**Anweisung**
Kannst du den Text zum Streit um das Wasser von Euphrat und Tigris vollständig und wortgetreu herausschreiben?

╭─ Extrahierter Text

Aus der Sicht Syriens und des Iraks ist das GAP eine verhängnisvolle Entwicklung. Beide Länder sind auf Euphrat und Tigris für ihre Wasserversorgung angewiesen und befürchten, das Projekt könnte die beiden biblischen Ströme zu traurigen Rinnsalen verwandeln und im arabischen Raum eine Wasserkrise auslösen. Dass der PKK-Chef Öcalan erst nach dem Bau des riesigen Atatürk-Staudamms in einem Aussenviertel von Damaskus unbekümmert residieren dürfte, ist bezeichnend für diese Ängste. Es zeigt freilich auch das Verständnis der Machtausübung im Nahen Osten. Damaskus wollte die PKK als syrische Trumpfkarte gegen türkisches Wasser einsetzen. Als Reaktion darauf drehte Ankara 1993 Syrien den Wasserhahn zu - angeblich aus technischen Gründen - und hoffte, damit dem Nachbarn seinen Willen aufzwingen zu können.
Unklare Rechtslage
Die wiederholten Aufforderungen von Syrien, dem Irak und der arabischen Liga, Verhandlungen über eine gerechte Verteilung des Wassers von Euphrat und Tigris zu führen, hat die Türkei in diesem Jahrzehnt jeweils beharrlich abgelehnt. In der Sichtweise Ankaras ist die Wassernutzung von Flüssen, deren Quellen auf türkischem Territorium liegen, ein Gegenstand nationaler Souveränität. Eine internationale Regelung über die Verteilung von Süsswasser-Ressourcen besteht nur in Ansätzen. So hat die Uno-Generalversammlung in einer Konvention über die Nutzung nicht schiffbarer internationaler Wasserläufe im vergangenen Mai das Recht aller Anrainerstaaten auf gerechte Verteilung berücksichtigt. Damals stimmten 103 Staaten dafür. Drei Uno-Mitglieder - China, Burundi und die Türkei - waren dagegen. Ob die jüngste Entspannung zwischen Syrien und der Türkei lange Zeit anhält, hängt letztlich von der Lösung der Wasserfrage ab. Daran liess der ägyptische Präsident Mubarak in Ankara keinen Zweifel.

╰─
╭─ Extrahierte Daten

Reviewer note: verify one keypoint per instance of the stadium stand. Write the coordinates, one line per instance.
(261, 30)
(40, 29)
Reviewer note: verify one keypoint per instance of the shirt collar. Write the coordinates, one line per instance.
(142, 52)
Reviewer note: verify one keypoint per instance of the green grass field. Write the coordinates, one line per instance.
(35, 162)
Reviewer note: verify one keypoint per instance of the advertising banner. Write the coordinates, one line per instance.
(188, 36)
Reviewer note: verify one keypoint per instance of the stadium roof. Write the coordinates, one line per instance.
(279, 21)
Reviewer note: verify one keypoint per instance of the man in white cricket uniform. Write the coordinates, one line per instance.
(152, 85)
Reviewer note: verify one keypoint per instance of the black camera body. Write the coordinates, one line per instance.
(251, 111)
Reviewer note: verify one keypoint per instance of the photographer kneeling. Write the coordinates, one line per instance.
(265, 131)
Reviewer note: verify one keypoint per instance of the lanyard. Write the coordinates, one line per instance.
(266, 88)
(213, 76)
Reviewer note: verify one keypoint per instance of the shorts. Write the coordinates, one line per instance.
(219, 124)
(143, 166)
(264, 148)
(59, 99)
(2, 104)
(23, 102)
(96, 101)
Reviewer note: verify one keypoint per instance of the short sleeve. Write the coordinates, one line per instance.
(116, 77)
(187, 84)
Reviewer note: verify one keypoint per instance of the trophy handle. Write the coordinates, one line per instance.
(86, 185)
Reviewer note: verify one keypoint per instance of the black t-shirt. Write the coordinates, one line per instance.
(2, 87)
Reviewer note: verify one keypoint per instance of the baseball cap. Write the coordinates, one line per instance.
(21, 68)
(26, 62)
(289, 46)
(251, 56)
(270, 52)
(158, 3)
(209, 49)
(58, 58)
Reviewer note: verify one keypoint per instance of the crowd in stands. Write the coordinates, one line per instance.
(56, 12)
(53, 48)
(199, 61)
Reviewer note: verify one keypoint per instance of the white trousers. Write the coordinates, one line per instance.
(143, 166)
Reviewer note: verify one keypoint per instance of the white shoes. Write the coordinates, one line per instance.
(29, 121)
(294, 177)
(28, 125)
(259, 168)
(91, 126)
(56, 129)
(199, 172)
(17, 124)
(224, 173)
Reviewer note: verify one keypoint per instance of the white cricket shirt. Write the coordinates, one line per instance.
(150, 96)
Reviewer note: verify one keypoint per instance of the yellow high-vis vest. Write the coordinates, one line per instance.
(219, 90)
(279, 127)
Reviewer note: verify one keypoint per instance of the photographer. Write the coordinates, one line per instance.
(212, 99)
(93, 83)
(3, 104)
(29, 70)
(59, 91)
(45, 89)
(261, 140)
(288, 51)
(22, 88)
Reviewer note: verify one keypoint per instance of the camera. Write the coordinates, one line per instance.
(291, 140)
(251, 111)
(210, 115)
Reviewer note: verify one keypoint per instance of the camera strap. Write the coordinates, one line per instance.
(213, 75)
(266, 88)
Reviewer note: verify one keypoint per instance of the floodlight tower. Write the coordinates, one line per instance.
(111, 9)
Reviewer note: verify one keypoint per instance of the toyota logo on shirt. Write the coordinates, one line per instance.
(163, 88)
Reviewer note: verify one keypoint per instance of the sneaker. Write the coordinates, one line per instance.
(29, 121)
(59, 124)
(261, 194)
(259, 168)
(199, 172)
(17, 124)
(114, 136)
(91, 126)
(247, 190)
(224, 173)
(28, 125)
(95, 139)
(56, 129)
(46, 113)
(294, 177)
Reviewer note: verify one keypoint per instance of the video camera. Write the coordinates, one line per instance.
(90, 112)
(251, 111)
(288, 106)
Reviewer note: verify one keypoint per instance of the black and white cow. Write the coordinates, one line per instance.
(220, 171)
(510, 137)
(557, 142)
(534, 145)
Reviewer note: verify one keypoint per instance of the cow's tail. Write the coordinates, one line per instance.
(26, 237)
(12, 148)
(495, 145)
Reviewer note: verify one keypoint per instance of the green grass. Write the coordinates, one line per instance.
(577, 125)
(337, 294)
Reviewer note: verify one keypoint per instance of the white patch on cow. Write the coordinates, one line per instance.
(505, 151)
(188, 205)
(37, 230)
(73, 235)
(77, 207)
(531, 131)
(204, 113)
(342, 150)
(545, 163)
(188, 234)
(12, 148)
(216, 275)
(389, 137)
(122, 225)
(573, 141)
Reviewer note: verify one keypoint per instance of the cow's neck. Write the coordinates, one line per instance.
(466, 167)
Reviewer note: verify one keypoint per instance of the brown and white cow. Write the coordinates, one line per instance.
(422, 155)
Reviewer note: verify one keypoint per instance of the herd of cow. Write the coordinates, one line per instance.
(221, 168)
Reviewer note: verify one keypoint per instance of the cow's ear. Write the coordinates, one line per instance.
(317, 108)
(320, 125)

╰─

**Aufgabenergebnis**
Aus der Sicht Syriens und des Iraks ist das GAP eine verhängnisvolle Entwicklung. Beide Länder sind auf Euphrat und Tigris für ihre Wasserversorgung angewiesen und befürchten, das Projekt könnte die beiden biblischen Ströme zu traurigen Rinnsalen verwandeln und im arabischen Raum eine Wasserkrise auslösen. Dass der PKK-Chef Öcalan erst nach dem Bau des riesigen Atatürk-Staudamms in einem Aussenviertel von Damaskus unbekümmert residieren dürfte, ist bezeichnend für diese Ängste. Es zeigt freilich auch das Verständnis der Machtausübung im Nahen Osten. Damaskus wollte die PKK als syrische Trumpfkarte gegen türkisches Wasser einsetzen. Als Reaktion darauf drehte Ankara 1993 Syrien den Wasserhahn zu - angeblich aus technischen Gründen - und hoffte, damit dem Nachbarn seinen Willen aufzwingen zu können.
Unklare Rechtslage
Die wiederholten Aufforderungen von Syrien, dem Irak und der arabischen Liga, Verhandlungen über eine gerechte Verteilung des Wassers von Euphrat und Tigris zu führen, hat die Türkei in diesem Jahrzehnt jeweils beharrlich abgelehnt. In der Sichtweise Ankaras ist die Wassernutzung von Flüssen, deren Quellen auf türkischem Territorium liegen, ein Gegenstand nationaler Souveränität. Eine internationale Regelung über die Verteilung von Süsswasser-Ressourcen besteht nur in Ansätzen. So hat die Uno-Generalversammlung in einer Konvention über die Nutzung nicht schiffbarer internationaler Wasserläufe im vergangenen Mai das Recht aller Anrainerstaaten auf gerechte Verteilung berücksichtigt. Damals stimmten 103 Staaten dafür. Drei Uno-Mitglieder - China, Burundi und die Türkei - waren dagegen. Ob die jüngste Entspannung zwischen Syrien und der Türkei lange Zeit anhält, hängt letztlich von der Lösung der Wasserfrage ab. Daran liess der ägyptische Präsident Mubarak in Ankara keinen Zweifel.